- **Data records**
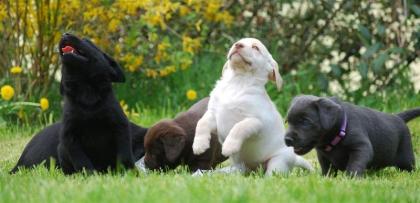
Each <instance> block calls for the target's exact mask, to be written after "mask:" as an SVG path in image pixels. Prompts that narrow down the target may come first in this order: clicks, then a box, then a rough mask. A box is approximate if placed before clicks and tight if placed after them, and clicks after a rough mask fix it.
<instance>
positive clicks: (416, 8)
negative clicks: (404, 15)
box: [410, 4, 420, 16]
mask: <svg viewBox="0 0 420 203" xmlns="http://www.w3.org/2000/svg"><path fill="white" fill-rule="evenodd" d="M410 9H411V10H412V11H413V12H414V13H415V14H416V15H417V16H420V7H418V6H417V5H415V4H413V5H411V6H410Z"/></svg>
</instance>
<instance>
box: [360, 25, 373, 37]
mask: <svg viewBox="0 0 420 203" xmlns="http://www.w3.org/2000/svg"><path fill="white" fill-rule="evenodd" d="M358 30H359V33H360V34H361V35H362V37H363V38H364V39H365V40H367V41H370V39H371V36H370V32H369V29H368V28H367V27H365V26H364V25H359V27H358Z"/></svg>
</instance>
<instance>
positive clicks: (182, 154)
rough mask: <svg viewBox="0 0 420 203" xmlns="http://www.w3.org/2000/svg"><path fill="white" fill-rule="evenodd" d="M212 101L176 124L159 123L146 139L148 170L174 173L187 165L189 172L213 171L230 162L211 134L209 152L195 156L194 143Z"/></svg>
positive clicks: (145, 157)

- **Exercise description**
Find every line above that includes the word "positive", then state how many there are and nothing more.

- **Response**
3